Extracted data entries:
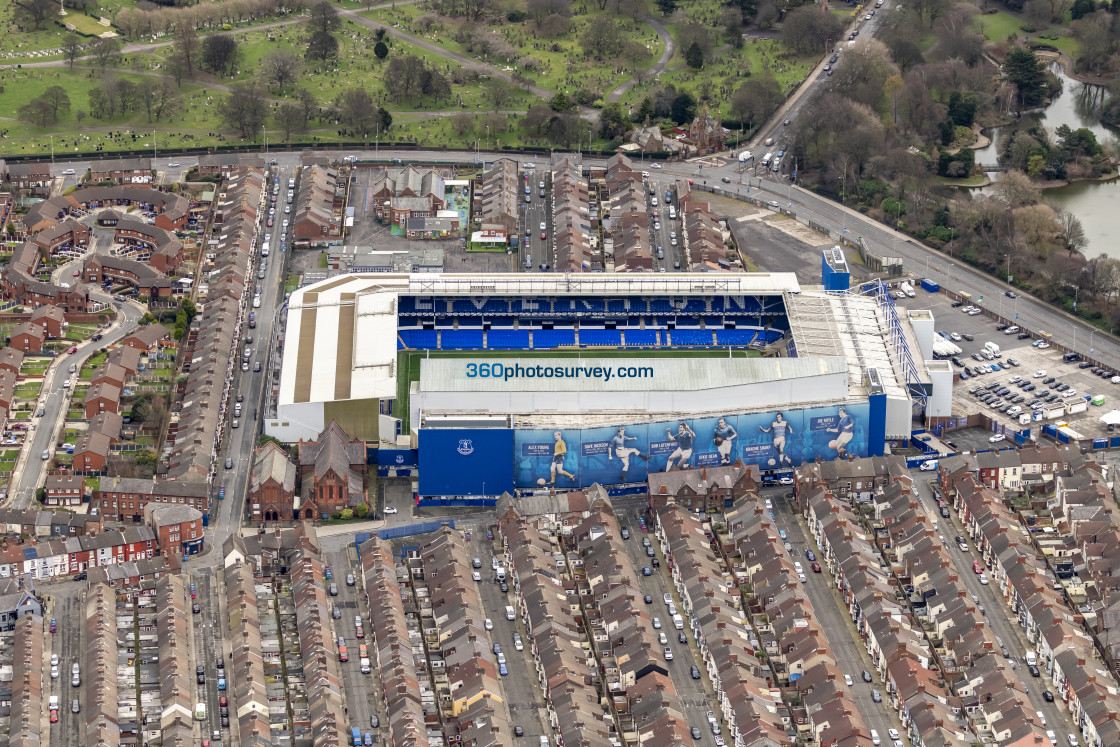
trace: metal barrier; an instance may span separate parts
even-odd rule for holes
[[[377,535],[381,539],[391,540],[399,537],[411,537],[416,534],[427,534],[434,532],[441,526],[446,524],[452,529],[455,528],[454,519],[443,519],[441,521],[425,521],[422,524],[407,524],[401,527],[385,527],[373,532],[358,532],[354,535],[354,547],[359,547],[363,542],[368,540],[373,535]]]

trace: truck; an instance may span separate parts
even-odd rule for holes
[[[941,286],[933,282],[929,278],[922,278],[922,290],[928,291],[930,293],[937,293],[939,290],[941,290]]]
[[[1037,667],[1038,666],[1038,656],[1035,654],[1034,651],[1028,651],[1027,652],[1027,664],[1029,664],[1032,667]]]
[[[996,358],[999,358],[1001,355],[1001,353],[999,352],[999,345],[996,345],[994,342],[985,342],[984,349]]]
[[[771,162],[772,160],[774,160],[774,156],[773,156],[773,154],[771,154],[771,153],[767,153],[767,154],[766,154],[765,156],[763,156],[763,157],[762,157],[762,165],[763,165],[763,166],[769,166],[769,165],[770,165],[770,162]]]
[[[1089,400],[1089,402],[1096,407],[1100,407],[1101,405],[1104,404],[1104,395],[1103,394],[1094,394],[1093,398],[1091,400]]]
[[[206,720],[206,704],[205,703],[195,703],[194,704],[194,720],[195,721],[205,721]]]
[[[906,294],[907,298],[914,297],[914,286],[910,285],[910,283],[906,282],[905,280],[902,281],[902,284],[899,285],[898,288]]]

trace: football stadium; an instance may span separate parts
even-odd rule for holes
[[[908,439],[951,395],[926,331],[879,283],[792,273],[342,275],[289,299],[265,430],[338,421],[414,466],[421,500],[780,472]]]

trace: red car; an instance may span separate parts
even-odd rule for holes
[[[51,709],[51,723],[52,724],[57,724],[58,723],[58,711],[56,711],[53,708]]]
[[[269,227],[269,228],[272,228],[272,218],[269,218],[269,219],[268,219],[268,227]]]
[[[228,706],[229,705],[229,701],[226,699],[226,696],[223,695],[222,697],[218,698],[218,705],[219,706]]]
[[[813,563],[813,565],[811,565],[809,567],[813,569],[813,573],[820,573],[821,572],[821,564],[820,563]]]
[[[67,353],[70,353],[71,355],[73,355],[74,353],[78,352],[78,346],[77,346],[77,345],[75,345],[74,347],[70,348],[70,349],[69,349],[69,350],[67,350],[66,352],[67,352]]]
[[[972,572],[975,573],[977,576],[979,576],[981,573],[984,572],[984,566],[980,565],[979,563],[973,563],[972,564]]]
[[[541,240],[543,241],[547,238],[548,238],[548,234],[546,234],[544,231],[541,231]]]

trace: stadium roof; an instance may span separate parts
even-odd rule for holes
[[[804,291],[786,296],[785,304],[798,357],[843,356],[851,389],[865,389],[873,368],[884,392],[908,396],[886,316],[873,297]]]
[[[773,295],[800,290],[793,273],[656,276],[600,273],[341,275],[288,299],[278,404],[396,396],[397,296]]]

▸ **About this task**:
Write out the data exactly, but not its pictures.

▸ **Answer section**:
trace: metal barrier; an instance may span separate parts
even-odd rule for holes
[[[377,535],[381,539],[391,540],[399,537],[411,537],[416,534],[427,534],[434,532],[441,526],[446,524],[452,529],[455,528],[454,519],[443,519],[441,521],[425,521],[422,524],[407,524],[401,527],[385,527],[373,532],[358,532],[354,535],[354,547],[359,547],[363,542],[368,540],[373,535]]]

trace: truck; an instance may span separate parts
even-odd rule for holes
[[[941,286],[933,282],[929,278],[922,278],[922,290],[928,291],[930,293],[937,293],[939,290],[941,290]]]
[[[1037,667],[1038,666],[1038,656],[1035,654],[1034,651],[1028,651],[1027,652],[1027,664],[1029,664],[1032,667]]]
[[[996,358],[999,358],[1001,355],[1001,353],[999,352],[999,345],[996,345],[994,342],[985,342],[984,349]]]
[[[771,162],[772,160],[774,160],[774,156],[773,156],[773,154],[771,154],[771,153],[767,153],[767,154],[766,154],[765,156],[763,156],[763,157],[762,157],[762,165],[763,165],[763,166],[769,166],[769,165],[770,165],[770,162]]]
[[[1089,400],[1089,402],[1096,407],[1100,407],[1101,405],[1104,404],[1104,395],[1103,394],[1094,394],[1093,398],[1091,400]]]
[[[206,720],[206,704],[205,703],[195,703],[194,704],[194,720],[195,721],[205,721]]]
[[[906,294],[907,298],[914,297],[914,286],[910,285],[910,283],[906,282],[905,280],[902,281],[902,284],[899,285],[898,288]]]

trace: football stadium; an instance may span separate parts
even-odd rule for holes
[[[908,439],[951,395],[926,331],[879,283],[792,273],[342,275],[289,299],[265,430],[338,421],[414,466],[421,500],[780,472]]]

trace: red car; an instance may span separate parts
even-odd rule for holes
[[[51,709],[51,723],[52,724],[57,724],[58,723],[58,711],[56,711],[53,708]]]
[[[269,227],[269,228],[272,228],[272,218],[269,218],[269,219],[268,219],[268,227]]]
[[[228,706],[229,705],[229,701],[226,699],[226,696],[223,695],[222,697],[218,698],[218,705],[219,706]]]
[[[813,563],[813,565],[811,565],[809,567],[813,569],[813,573],[820,573],[821,572],[821,564],[820,563]]]
[[[67,353],[70,353],[71,355],[73,355],[74,353],[78,352],[78,346],[77,346],[77,345],[75,345],[74,347],[70,348],[70,349],[69,349],[69,350],[67,350],[66,352],[67,352]]]
[[[972,572],[975,573],[977,576],[979,576],[981,573],[984,572],[984,566],[980,565],[979,563],[973,563],[972,564]]]
[[[541,240],[543,241],[547,238],[548,238],[548,234],[546,234],[544,231],[541,231]]]

trace: stadium roof; an instance may span separate parts
even-odd rule for holes
[[[804,291],[786,296],[785,304],[798,357],[843,356],[851,389],[865,389],[873,368],[884,392],[908,396],[886,316],[873,297]]]
[[[773,295],[800,290],[793,273],[656,276],[600,273],[341,275],[288,299],[278,404],[396,396],[397,296]]]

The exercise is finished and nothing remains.